GOAL ->
Pull out every line of the material below that contains the string "rubble", copying each one in full. Case counts.
** start of RECORDED INFORMATION **
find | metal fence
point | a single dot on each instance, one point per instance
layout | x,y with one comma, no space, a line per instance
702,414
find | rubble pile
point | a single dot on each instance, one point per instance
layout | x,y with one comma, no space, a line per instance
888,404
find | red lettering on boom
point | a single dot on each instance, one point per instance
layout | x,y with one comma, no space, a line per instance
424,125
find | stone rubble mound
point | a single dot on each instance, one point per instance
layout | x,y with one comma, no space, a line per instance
** end of RECORDED INFORMATION **
** start of RECORDED INFORMATION **
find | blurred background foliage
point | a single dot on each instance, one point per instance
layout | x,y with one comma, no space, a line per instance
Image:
** end of RECORDED INFORMATION **
SOLUTION BELOW ->
find | rubble pile
find | stone rubble mound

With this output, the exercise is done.